AUFGABEN
a - Gib den Absatz im Textauszug, der mit „Was empfinden Geflüchtete“ beginnt, in kürzerer Form wieder. Die wesentlichen Fakten sollen erhalten bleiben.
b - Bei welcher Gesellschaft arbeitet Eva Meidinger laut dem Textauszug?
c - Schreibe aus dem Textauszug den Abschnitt ab, der mit den Worten „Was empfinden Geflüchtete“ beginnt und mit „AG & Co KG.“ endet.

TEXTAUSZUG
Was empfinden Geflüchtete unterschiedlicher Nationen als „typisch deutsch“? Darf man einer Studie des „Sachverständigenrats deutscher Stiftungen für Integration und Migration“ glauben, so ist „typisch deutsch“ ein fester Arbeitsplatz, der nicht nur das tägliche Brot auf den Tisch bringt, sondern eine gesicherte Zukunft ermöglicht. Gänzlich abseits des öffentlichen Bewusstseins leisten, so IQ-Netzwerkmanagerin Eva Meidinger von der Kreisentwicklungsgesellschaft ARBERLAND REGio GmbH, viele deutsche Unternehmen Basisarbeit in Sachen Integration und gelebte Willkommenskultur. Zu ihnen gehören auch die Polymerspezialisten der REHAU AG & Co KG.

EINTRÄGE

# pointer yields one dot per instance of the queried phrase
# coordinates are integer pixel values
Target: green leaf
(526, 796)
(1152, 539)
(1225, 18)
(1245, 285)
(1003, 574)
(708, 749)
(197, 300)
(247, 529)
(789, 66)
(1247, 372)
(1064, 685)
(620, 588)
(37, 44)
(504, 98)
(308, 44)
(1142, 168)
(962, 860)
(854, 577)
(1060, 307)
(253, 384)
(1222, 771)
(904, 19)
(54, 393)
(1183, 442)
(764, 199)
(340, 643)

LÖSUNGEN
a - Laut einer Studie des „Sachverständigenrats deutscher Stiftungen für Integration und Migration“ sehen Geflüchtete verschiedener Nationen einen festen Arbeitsplatz als „typisch deutsch“ an, der das tägliche Brot und eine gesicherte Zukunft ermöglicht. Nach Eva Meidinger, IQ-Netzwerkmanagerin der ARBERLAND REGio GmbH, leisten viele deutsche Unternehmen, darunter die REHAU AG & Co KG, abseits des öffentlichen Bewusstseins Basisarbeit für Integration und gelebte Willkommenskultur.

b - Bei der Kreisentwicklungsgesellschaft ARBERLAND REGio GmbH.

c -
Was empfinden Geflüchtete unterschiedlicher Nationen als „typisch deutsch“? Darf man einer Studie des „Sachverständigenrats deutscher Stiftungen für Integration und Migration“ glauben, so ist „typisch deutsch“ ein fester Arbeitsplatz, der nicht nur das tägliche Brot auf den Tisch bringt, sondern eine gesicherte Zukunft ermöglicht. Gänzlich abseits des öffentlichen Bewusstseins leisten, so IQ-Netzwerkmanagerin Eva Meidinger von der Kreisentwicklungsgesellschaft ARBERLAND REGio GmbH, viele deutsche Unternehmen Basisarbeit in Sachen Integration und gelebte Willkommenskultur. Zu ihnen gehören auch die Polymerspezialisten der REHAU AG & Co KG.